● TASK OBJECTIVE: Retype everything in the entries that follow, exactly as shown.

● STUDY MATERIAL:

********

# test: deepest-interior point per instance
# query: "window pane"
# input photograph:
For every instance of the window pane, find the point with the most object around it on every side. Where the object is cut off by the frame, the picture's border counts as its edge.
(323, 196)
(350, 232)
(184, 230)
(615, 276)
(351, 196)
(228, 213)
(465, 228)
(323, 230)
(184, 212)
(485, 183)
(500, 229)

********

● FINISHED TASK:
# test: deepest-interior point per instance
# query: "window pane"
# input photograph:
For every instance of the window pane, find the point with the most object around it on every side. Where the object is cut off by the frame, the picture's border counts as its edge.
(323, 196)
(350, 232)
(184, 230)
(615, 276)
(351, 196)
(228, 213)
(465, 228)
(323, 230)
(184, 212)
(485, 183)
(500, 229)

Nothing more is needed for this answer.